El capitán fue llamado por su inmediato superior, que había sido llamado previamente por su inmediato superior. Se habían recibido órdenes directas del general Zingales, jefe en Dalmacia de la División Acorazada Littorio y ahora cabeza de la expedición a Rusia. Hay que cerrar el informe inmediatamente. Ha sido una riña tumultuaria de la que quizá se pueda responsabilizar a dos incitadores, los señalados por el capitán después del reconocimiento del lugar de los hechos. O se trata de un suicidio, un accidente inex-plicable durante el sueño. El punzón desaparecido no existe. El convoy reemprenderá la marcha en cuanto sea posible. No provocará retrasos, molestias, millones de inconvenientes, un incidente entre 50.000 soldados transportados con absoluta normalidad. No van a una fiesta, sino al frente oriental, a la guerra en Rusia. El criminal, si lo hubiera, encontrará camino de Moscú castigo o redención, el juicio de Dios. Hay que moverse, al tren. El capitán Albanese hace subir al sargento y a los veintiséis soldados al vagón de oficiales, y provoca turbias protestas en la oficialidad, entregada a los rumores sobre la salud del general Zingales, con fiebre altísima, hernia operada y no cicatrizada, sangrante. El suelo parece mancharse de sangre en los compartimentos de los oficiales, de segunda clase. El tren se estremece, se mueve. El capitán piensa que se alejan del lugar del crimen y continúa sus interrogatorios. El convoy deja atrás el Tirol, hacia Viena. El novelista Trenti ve el movimiento de los trenes, el viaje familiar de Mussolini a la playa, el paseo por la playa de Riccione, la posibilidad de disparar sobre el Duce un domingo, en la playa, mientras el Duce reparte pasteles a los bañistas, la clave del crimen del tren.

Entradas de datos recopiladas
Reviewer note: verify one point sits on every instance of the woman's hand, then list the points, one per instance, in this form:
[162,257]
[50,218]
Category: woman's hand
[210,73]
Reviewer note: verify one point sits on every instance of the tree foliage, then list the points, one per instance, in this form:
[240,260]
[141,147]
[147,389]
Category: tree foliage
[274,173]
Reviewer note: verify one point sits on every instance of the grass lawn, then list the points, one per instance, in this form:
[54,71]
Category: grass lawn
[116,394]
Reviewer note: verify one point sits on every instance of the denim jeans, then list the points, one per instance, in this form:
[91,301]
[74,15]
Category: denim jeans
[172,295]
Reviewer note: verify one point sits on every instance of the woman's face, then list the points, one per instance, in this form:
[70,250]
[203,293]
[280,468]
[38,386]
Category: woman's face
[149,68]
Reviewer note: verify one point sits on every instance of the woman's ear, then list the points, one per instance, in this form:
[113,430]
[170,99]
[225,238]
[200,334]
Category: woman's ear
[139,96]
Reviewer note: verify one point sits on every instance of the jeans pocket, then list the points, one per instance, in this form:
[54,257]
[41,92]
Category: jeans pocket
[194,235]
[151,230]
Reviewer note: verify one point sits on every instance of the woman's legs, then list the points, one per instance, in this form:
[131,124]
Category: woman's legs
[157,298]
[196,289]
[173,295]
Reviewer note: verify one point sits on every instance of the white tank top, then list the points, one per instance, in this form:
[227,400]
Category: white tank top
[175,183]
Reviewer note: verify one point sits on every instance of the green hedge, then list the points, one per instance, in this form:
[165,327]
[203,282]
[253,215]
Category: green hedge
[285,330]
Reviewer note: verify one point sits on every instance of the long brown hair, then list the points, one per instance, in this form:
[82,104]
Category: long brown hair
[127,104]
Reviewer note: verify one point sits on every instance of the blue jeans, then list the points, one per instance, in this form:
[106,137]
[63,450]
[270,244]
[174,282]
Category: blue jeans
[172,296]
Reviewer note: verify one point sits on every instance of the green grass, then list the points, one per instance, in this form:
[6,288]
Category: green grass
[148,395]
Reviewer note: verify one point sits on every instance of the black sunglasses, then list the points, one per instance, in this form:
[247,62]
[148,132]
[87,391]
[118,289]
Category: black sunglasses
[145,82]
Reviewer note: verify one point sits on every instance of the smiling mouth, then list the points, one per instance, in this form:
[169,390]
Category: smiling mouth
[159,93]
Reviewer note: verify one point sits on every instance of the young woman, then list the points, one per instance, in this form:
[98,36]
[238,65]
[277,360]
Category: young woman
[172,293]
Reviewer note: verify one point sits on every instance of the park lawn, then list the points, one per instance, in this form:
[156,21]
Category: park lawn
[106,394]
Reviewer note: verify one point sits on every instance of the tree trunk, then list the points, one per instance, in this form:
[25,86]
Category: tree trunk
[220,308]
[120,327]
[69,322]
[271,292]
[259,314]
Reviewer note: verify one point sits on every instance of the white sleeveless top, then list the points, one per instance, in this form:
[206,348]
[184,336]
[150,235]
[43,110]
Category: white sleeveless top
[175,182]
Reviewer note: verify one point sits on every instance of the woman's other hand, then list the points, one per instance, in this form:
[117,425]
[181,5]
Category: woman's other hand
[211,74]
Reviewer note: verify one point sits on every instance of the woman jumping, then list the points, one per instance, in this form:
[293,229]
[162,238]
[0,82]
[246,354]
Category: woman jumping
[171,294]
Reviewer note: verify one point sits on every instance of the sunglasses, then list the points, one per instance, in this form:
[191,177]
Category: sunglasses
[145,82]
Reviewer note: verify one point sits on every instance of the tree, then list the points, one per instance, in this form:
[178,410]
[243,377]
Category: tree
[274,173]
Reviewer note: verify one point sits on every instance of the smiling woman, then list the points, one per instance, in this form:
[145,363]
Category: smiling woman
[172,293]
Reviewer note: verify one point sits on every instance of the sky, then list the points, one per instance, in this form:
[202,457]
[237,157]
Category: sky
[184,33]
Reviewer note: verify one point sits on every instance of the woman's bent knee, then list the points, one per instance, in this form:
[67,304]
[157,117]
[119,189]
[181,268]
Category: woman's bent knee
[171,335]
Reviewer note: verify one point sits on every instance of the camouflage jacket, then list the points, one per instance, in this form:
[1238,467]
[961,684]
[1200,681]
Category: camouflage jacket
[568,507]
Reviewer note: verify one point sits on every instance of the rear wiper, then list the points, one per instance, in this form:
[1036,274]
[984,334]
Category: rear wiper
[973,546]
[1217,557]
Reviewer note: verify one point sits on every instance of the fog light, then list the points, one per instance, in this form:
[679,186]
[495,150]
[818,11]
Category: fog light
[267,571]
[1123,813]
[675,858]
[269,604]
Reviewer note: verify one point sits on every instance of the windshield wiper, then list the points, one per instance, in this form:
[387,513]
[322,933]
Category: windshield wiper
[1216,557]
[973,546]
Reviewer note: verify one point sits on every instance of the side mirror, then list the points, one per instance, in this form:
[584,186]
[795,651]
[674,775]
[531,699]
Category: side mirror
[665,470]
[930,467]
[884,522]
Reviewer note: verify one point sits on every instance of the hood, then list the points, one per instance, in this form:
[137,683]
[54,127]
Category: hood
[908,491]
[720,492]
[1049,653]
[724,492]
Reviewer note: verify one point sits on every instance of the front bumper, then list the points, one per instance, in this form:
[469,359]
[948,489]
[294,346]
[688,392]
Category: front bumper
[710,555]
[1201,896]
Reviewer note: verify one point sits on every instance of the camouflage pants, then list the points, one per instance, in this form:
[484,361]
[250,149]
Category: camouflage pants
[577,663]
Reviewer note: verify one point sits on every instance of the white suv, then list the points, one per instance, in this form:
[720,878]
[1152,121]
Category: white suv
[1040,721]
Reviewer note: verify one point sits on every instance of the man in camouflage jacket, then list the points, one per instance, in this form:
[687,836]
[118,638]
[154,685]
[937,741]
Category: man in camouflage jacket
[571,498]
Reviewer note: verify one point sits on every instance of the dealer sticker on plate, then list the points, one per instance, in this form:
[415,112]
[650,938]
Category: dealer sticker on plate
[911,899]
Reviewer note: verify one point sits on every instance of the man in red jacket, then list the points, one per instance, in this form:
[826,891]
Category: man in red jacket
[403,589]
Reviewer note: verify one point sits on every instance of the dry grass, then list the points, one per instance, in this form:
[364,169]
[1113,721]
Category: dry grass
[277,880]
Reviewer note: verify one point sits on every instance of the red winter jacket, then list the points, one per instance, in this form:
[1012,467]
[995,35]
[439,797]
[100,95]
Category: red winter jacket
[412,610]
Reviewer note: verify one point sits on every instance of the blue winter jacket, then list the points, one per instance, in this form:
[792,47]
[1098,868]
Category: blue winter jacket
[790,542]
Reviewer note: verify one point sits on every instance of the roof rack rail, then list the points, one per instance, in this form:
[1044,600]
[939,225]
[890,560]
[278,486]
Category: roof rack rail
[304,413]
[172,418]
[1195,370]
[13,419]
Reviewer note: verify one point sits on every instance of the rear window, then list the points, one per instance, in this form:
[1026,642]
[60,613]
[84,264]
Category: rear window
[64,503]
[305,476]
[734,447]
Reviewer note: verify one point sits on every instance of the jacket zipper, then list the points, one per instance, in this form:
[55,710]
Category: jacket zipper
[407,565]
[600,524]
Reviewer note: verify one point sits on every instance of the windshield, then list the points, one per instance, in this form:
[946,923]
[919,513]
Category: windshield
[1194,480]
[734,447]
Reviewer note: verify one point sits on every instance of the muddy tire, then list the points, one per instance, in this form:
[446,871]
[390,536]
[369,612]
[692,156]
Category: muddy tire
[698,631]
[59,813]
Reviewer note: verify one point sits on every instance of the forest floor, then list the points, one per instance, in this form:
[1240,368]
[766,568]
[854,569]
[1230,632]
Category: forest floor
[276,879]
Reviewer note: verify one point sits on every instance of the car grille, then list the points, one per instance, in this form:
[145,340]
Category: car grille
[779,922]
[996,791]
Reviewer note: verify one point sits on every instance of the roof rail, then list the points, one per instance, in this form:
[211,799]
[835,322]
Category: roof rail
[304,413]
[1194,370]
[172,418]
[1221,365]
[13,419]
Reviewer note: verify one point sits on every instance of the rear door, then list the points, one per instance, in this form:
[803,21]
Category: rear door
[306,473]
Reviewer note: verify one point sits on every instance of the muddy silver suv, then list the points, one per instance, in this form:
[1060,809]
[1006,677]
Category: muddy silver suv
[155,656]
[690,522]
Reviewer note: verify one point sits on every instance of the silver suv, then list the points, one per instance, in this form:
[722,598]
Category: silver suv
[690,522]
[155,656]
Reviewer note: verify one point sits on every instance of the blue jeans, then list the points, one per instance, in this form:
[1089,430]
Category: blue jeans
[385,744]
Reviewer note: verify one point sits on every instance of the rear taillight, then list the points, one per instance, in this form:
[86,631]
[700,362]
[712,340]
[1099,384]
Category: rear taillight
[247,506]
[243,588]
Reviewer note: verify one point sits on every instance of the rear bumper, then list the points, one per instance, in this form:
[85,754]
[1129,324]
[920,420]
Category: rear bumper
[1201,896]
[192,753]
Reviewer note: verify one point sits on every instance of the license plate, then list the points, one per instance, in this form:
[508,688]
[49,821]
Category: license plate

CONSIGNA
Según el texto de lectura, ¿por qué el incidente no debe retrasar el convoy? Responda en una a tres oraciones. Los registros no hacen falta para este ejercicio.

RESPUESTA
El incidente no debe causar retrasos ni molestias porque el convoy transporta a 50.000 soldados con absoluta normalidad, y estos no van a una fiesta, sino al frente oriental, a la guerra en Rusia. Si hay un criminal, encontrará castigo o redención camino de Moscú.